%%
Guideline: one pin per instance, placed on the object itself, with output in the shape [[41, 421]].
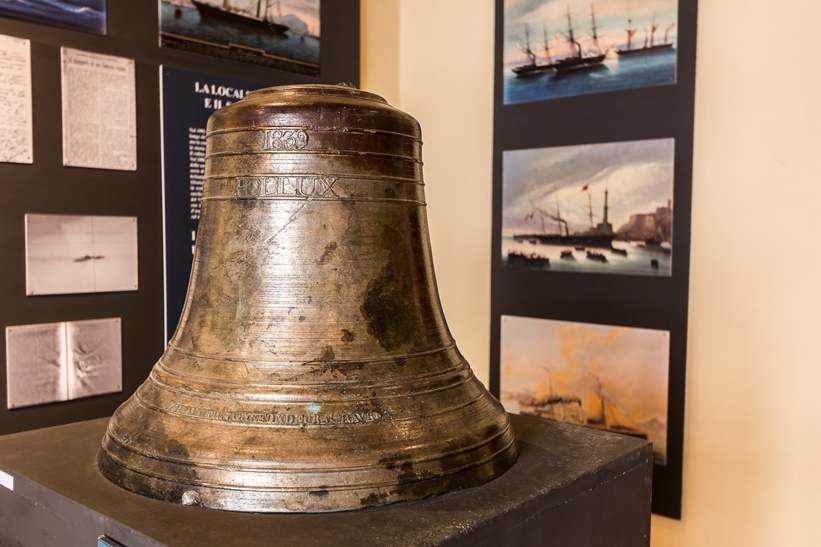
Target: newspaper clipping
[[99, 111]]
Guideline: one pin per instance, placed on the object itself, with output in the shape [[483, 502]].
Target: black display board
[[529, 117], [188, 100], [47, 187]]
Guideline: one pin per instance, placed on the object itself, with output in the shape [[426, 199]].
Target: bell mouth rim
[[340, 90]]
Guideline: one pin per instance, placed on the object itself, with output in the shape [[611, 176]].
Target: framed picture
[[87, 15], [598, 208], [565, 48], [281, 34], [601, 376]]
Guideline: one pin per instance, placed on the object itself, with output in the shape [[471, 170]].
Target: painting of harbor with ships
[[283, 34], [86, 15], [596, 208], [563, 48], [600, 376]]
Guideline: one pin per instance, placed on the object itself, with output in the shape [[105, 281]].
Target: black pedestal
[[571, 486]]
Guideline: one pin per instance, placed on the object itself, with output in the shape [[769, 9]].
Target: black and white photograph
[[68, 254], [99, 110], [35, 364], [54, 362], [282, 34]]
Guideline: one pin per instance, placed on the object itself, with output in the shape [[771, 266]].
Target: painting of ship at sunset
[[597, 208], [601, 376], [562, 48], [281, 34]]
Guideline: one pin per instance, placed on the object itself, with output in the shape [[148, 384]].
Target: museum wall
[[751, 444]]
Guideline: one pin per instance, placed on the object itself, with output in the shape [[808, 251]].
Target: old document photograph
[[54, 362], [16, 142], [563, 48], [86, 15], [597, 208], [80, 254], [601, 376], [282, 34], [94, 357], [35, 364], [99, 111]]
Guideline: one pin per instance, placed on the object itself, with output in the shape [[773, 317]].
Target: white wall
[[752, 438]]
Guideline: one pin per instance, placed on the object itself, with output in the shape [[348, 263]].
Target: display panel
[[16, 139], [188, 100], [593, 151]]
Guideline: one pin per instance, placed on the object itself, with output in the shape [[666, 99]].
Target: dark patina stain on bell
[[312, 368]]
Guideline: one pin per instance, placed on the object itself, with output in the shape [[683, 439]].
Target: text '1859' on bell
[[312, 369]]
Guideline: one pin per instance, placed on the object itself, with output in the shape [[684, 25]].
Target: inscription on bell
[[277, 418], [284, 139], [310, 186]]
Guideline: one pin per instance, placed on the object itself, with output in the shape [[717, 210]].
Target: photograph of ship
[[281, 34], [563, 48], [600, 376], [595, 208], [86, 15]]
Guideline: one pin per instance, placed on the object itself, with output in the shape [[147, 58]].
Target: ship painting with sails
[[649, 39], [564, 48], [605, 377], [600, 235], [257, 17], [281, 34]]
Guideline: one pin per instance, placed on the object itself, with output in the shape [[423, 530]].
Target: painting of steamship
[[600, 376], [598, 208], [564, 48], [282, 34]]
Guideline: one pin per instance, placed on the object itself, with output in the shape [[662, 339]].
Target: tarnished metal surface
[[312, 369]]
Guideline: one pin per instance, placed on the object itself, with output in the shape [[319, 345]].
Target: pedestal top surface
[[556, 462]]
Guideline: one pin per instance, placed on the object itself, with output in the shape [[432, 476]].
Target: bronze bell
[[312, 369]]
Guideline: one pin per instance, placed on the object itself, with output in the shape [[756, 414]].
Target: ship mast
[[595, 36], [574, 45], [547, 47], [667, 30], [630, 32], [528, 51]]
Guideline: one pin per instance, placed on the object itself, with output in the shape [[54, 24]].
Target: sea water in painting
[[601, 376], [563, 48], [280, 34], [87, 15], [596, 208]]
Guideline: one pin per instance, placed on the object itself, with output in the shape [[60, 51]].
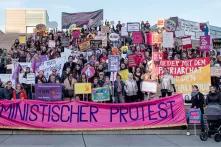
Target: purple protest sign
[[48, 92], [205, 42]]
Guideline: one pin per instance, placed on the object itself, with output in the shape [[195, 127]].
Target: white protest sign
[[114, 37], [124, 32], [180, 33], [5, 77], [30, 78], [133, 27], [49, 65], [168, 40], [148, 86], [51, 43]]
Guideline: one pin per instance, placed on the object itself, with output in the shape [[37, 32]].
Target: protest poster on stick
[[82, 88], [113, 63], [101, 94], [78, 115], [149, 86], [133, 27], [48, 92]]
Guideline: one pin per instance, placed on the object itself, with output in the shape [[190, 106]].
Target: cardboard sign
[[205, 42], [101, 94], [82, 88], [216, 43], [186, 42], [105, 29], [113, 63], [30, 78], [168, 40], [148, 86], [76, 34], [124, 74], [51, 43], [5, 77], [96, 43], [84, 45], [137, 37], [22, 39], [124, 32], [194, 116], [114, 37], [48, 92], [215, 71], [133, 27]]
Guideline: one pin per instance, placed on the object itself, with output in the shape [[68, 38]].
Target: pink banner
[[65, 115], [137, 37], [205, 42], [182, 67]]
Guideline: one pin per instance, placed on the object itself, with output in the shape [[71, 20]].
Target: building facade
[[24, 20]]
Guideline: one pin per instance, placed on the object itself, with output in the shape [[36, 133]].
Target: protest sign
[[76, 34], [133, 27], [182, 67], [105, 29], [89, 71], [124, 74], [194, 116], [113, 76], [22, 39], [51, 43], [82, 88], [135, 59], [137, 37], [49, 65], [180, 33], [215, 71], [156, 38], [148, 86], [5, 77], [216, 43], [96, 44], [168, 40], [30, 78], [84, 45], [113, 63], [65, 42], [205, 43], [186, 42], [114, 37], [160, 23], [101, 94], [83, 116], [48, 92], [124, 32]]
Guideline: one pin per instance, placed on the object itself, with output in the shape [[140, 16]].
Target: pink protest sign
[[137, 37], [66, 115], [205, 42]]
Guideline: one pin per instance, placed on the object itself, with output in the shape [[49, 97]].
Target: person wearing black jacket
[[197, 99]]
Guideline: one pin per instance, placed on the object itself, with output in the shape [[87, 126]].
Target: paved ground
[[104, 141]]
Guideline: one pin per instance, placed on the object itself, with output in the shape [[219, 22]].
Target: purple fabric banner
[[91, 19], [48, 92]]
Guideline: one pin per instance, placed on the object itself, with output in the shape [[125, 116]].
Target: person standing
[[167, 84], [131, 89], [197, 100]]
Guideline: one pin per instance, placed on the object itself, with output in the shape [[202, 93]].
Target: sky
[[124, 10]]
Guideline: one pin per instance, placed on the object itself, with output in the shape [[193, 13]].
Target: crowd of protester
[[121, 91]]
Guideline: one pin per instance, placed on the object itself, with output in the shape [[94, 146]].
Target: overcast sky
[[124, 10]]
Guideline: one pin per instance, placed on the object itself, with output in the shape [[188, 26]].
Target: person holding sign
[[167, 84], [131, 89], [197, 99], [19, 93]]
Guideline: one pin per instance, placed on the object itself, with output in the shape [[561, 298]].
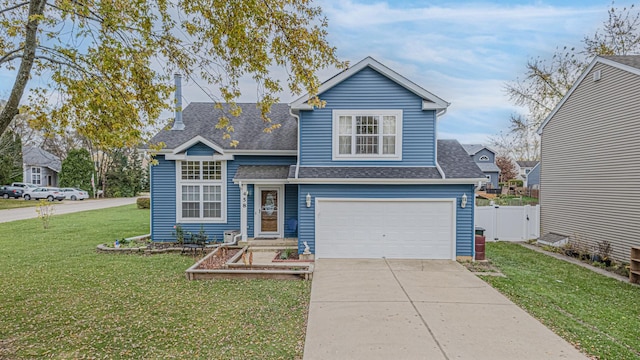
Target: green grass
[[598, 314], [16, 203], [61, 299]]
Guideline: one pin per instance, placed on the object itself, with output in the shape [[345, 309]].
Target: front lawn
[[59, 298], [598, 314], [16, 203]]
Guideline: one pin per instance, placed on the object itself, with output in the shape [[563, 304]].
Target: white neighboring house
[[40, 167]]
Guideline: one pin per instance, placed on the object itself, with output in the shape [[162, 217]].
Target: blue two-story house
[[362, 177]]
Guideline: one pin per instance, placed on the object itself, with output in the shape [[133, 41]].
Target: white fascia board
[[470, 181], [261, 181], [435, 102], [199, 157], [595, 61], [196, 139], [263, 152]]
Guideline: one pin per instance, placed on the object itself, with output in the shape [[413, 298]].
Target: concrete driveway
[[64, 207], [419, 309]]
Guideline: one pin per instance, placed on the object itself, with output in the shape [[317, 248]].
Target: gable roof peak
[[430, 101]]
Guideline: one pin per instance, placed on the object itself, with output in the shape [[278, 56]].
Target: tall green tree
[[110, 61], [10, 158], [547, 80], [77, 169]]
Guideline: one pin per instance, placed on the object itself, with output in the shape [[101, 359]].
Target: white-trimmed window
[[36, 175], [201, 191], [367, 134]]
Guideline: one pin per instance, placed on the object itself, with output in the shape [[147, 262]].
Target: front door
[[269, 206]]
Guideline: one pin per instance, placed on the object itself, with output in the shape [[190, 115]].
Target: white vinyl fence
[[509, 223]]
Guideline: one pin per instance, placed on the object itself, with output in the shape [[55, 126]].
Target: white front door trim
[[257, 211]]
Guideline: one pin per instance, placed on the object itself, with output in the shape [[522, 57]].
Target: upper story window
[[201, 191], [367, 134], [36, 174]]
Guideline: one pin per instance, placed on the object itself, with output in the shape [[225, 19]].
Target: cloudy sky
[[462, 51]]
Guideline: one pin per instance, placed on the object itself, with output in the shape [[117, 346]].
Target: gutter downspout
[[438, 114], [298, 149]]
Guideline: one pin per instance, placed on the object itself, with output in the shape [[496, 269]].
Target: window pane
[[389, 125], [190, 170], [212, 210], [367, 124], [345, 125], [344, 145], [366, 144], [389, 145], [211, 193], [190, 210], [211, 170], [190, 193]]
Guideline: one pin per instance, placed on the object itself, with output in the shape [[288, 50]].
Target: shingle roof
[[629, 60], [200, 118], [523, 163], [488, 167], [453, 159], [343, 172], [262, 172], [35, 156], [456, 162], [473, 149]]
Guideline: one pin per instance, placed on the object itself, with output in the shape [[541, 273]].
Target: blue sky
[[462, 51]]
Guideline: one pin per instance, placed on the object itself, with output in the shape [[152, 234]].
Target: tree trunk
[[36, 7]]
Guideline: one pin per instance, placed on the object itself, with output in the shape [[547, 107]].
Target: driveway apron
[[418, 309]]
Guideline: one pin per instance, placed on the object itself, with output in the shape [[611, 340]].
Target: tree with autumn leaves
[[108, 63]]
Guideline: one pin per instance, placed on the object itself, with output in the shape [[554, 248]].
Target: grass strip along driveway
[[61, 299], [598, 314]]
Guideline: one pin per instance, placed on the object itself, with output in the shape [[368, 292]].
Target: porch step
[[293, 242]]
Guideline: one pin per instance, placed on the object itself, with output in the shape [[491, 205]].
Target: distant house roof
[[530, 164], [200, 118], [453, 160], [488, 167], [630, 63], [473, 149], [35, 156], [430, 101]]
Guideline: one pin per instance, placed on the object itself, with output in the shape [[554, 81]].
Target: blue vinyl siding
[[369, 90], [464, 217], [163, 198]]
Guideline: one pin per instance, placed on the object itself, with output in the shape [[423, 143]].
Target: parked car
[[25, 186], [11, 191], [44, 193], [74, 194]]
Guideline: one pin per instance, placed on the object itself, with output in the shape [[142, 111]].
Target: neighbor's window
[[201, 188], [36, 175], [367, 134]]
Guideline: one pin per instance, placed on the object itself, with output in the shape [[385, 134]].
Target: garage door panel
[[385, 228]]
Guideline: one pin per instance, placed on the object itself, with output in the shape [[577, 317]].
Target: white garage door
[[391, 228]]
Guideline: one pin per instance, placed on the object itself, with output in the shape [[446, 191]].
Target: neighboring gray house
[[591, 158], [40, 167], [532, 179], [524, 167], [485, 158]]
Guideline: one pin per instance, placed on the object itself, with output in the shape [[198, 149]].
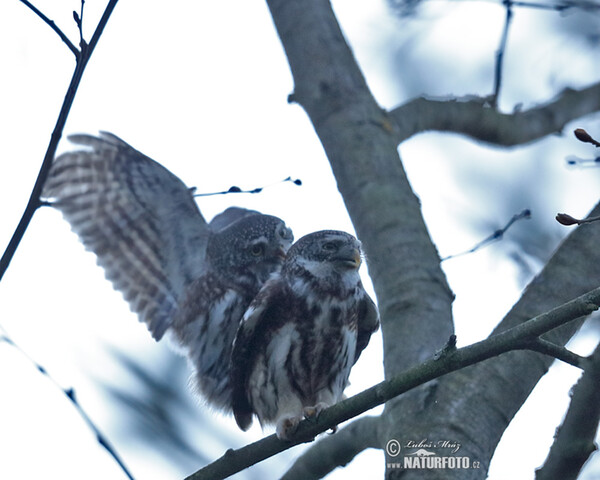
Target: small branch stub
[[585, 137]]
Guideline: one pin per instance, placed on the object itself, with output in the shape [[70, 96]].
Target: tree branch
[[234, 461], [574, 441], [53, 26], [34, 199], [475, 118], [551, 349], [334, 451], [475, 405]]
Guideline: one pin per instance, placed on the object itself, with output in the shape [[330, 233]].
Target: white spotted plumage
[[302, 334]]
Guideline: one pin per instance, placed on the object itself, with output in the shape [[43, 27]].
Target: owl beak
[[280, 253], [350, 258]]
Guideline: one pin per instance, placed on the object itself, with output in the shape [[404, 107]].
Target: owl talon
[[286, 426]]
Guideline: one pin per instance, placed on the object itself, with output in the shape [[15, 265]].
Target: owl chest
[[307, 357], [207, 331]]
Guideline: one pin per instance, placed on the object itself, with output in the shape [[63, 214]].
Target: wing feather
[[139, 219]]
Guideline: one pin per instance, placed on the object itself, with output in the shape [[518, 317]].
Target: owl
[[302, 334], [182, 276]]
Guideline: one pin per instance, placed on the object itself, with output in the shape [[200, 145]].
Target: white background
[[201, 87]]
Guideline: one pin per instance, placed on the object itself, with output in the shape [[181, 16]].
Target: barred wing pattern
[[138, 218]]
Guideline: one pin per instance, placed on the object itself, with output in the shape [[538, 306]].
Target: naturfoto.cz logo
[[427, 454]]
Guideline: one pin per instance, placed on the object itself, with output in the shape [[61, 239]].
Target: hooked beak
[[350, 258]]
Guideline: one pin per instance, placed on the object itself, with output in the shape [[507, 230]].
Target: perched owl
[[178, 273], [302, 334]]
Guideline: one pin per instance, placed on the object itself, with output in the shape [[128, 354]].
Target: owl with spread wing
[[302, 334], [180, 274]]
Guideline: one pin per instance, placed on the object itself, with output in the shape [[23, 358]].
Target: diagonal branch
[[34, 199], [331, 451], [53, 26], [574, 441], [472, 116], [234, 461]]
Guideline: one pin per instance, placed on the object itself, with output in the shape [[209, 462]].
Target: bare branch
[[53, 26], [495, 236], [70, 394], [234, 461], [500, 53], [235, 189], [336, 450], [574, 441], [34, 199], [561, 353], [474, 117]]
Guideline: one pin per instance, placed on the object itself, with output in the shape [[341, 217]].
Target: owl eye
[[257, 249], [329, 247]]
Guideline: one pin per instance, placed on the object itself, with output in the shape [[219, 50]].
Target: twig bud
[[565, 219], [585, 137]]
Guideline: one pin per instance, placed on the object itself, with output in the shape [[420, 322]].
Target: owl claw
[[286, 426]]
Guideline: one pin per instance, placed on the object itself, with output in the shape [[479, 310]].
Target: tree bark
[[472, 407]]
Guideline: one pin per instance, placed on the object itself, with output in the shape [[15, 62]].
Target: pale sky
[[201, 87]]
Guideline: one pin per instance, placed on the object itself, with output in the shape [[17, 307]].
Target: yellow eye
[[329, 247]]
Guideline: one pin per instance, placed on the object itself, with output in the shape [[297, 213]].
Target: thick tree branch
[[574, 441], [475, 405], [358, 139], [335, 450], [475, 118], [34, 199], [234, 461]]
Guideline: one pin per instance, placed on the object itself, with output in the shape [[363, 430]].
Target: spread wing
[[250, 331], [139, 219], [368, 323]]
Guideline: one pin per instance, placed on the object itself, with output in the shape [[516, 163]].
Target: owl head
[[325, 254], [250, 249]]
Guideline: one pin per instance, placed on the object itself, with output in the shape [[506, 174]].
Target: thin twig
[[70, 394], [34, 199], [574, 439], [497, 235], [235, 189], [53, 26], [541, 345], [234, 461], [500, 53]]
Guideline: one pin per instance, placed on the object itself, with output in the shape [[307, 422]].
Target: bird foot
[[314, 411], [286, 426]]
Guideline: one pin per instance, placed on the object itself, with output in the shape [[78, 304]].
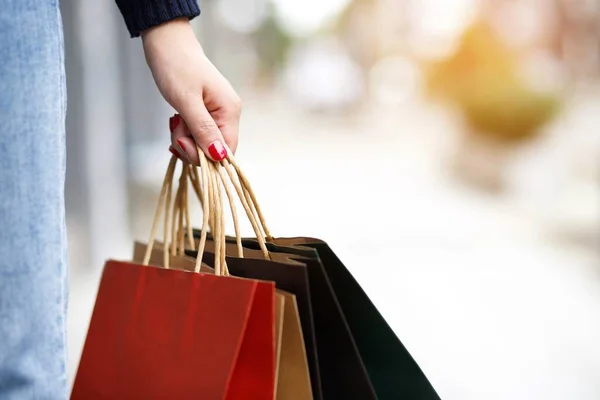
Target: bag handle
[[226, 174], [212, 209]]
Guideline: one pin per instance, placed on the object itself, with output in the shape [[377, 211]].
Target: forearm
[[140, 15]]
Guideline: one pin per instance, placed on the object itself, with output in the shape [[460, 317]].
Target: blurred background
[[447, 150]]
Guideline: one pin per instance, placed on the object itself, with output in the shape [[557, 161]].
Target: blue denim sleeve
[[143, 14]]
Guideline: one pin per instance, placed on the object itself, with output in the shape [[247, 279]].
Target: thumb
[[205, 132]]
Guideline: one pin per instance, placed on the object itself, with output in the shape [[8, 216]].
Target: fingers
[[206, 133], [215, 133]]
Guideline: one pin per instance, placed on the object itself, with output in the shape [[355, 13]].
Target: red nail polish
[[217, 151], [174, 122]]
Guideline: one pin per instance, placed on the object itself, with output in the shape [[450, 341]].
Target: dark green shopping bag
[[375, 349]]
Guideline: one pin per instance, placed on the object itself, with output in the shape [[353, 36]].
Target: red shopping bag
[[158, 333]]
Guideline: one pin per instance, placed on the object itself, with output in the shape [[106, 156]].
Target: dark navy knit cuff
[[140, 15]]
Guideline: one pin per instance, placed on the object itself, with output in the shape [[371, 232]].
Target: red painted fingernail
[[174, 122], [217, 151]]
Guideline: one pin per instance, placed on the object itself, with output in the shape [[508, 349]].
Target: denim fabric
[[33, 257]]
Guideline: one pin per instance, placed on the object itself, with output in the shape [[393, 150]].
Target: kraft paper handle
[[212, 207], [246, 201]]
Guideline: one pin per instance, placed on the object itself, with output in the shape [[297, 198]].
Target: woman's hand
[[209, 106]]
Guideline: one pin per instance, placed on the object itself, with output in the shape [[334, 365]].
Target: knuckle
[[236, 104], [206, 126]]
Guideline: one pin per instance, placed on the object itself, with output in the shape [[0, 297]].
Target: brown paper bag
[[292, 374]]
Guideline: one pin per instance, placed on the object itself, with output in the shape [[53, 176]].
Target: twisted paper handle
[[212, 212]]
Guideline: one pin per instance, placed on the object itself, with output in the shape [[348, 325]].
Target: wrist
[[178, 27]]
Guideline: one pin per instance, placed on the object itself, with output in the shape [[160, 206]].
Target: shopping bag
[[292, 373], [165, 333], [351, 334], [392, 370]]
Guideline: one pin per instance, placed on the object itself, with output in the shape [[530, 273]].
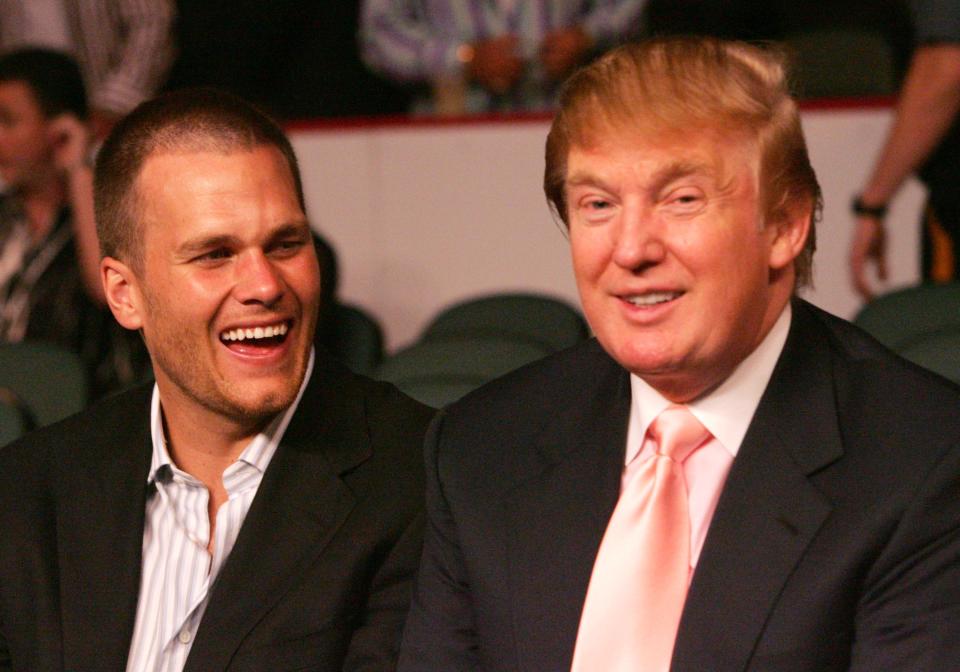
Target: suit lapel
[[768, 512], [557, 517], [100, 536], [299, 506]]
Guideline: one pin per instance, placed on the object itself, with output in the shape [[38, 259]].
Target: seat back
[[441, 370], [50, 380], [357, 338], [541, 319], [920, 323]]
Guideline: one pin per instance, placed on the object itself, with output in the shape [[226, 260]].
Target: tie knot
[[677, 433]]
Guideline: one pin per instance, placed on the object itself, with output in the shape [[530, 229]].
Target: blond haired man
[[727, 478]]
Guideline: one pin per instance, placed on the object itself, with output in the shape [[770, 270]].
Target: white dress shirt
[[726, 412], [177, 570]]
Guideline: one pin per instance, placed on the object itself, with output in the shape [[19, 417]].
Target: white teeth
[[255, 332], [652, 298]]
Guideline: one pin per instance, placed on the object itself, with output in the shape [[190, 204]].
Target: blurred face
[[679, 277], [227, 297], [25, 148]]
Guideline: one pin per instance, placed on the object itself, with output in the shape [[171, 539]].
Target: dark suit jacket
[[319, 578], [835, 544]]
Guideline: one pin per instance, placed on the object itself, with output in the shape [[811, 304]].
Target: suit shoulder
[[74, 438]]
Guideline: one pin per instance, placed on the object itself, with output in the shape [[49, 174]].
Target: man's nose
[[638, 239], [258, 280]]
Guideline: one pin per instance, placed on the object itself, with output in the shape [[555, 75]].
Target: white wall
[[423, 215]]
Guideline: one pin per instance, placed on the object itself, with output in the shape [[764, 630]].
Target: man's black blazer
[[319, 578], [835, 544]]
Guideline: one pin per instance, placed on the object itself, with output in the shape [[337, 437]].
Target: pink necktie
[[642, 571]]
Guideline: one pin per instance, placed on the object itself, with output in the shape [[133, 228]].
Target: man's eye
[[597, 204], [288, 247], [214, 255]]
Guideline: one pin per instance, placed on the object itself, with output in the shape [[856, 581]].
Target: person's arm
[[440, 633], [71, 150], [142, 62], [929, 103], [376, 640], [909, 615], [605, 23]]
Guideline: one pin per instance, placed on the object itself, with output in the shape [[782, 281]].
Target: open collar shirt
[[726, 412], [178, 573]]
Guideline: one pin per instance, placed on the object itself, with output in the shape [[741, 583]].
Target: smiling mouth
[[262, 336], [651, 298]]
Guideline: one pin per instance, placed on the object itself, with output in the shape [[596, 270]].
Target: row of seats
[[466, 345], [477, 340]]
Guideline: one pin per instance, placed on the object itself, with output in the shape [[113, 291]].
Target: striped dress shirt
[[177, 571], [124, 47], [417, 40]]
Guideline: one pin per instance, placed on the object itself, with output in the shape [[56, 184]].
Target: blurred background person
[[124, 47], [924, 139], [49, 254], [505, 56], [296, 59]]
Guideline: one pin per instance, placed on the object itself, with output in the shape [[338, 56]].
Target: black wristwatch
[[862, 210]]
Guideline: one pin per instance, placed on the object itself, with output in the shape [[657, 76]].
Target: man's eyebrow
[[582, 178], [202, 243], [680, 169], [660, 178]]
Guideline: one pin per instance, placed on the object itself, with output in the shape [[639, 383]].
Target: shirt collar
[[257, 453], [726, 411]]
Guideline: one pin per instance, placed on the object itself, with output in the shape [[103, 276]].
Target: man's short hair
[[53, 77], [688, 84], [189, 120]]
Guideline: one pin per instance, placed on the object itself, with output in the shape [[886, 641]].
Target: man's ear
[[122, 291], [789, 233]]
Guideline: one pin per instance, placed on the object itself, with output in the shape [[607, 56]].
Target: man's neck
[[204, 443]]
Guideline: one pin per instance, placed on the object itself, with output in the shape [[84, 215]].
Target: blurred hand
[[70, 139], [496, 65], [562, 50], [869, 245]]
%%
Please reproduce the lines from the line with "Target: photograph of ship" to the line with "shape [[423, 530]].", both ends included, exactly as they appear above.

Target: photograph of ship
[[281, 34], [563, 48], [600, 376], [595, 208], [86, 15]]
Guideline: one pin per instance, placed on the object itself, with output in the shape [[147, 58]].
Target: ship painting with sails
[[649, 39], [564, 48], [605, 377], [600, 235], [257, 17], [281, 34]]
Guideline: one pin per instance, placed on the object itself, with output in the shape [[423, 530]].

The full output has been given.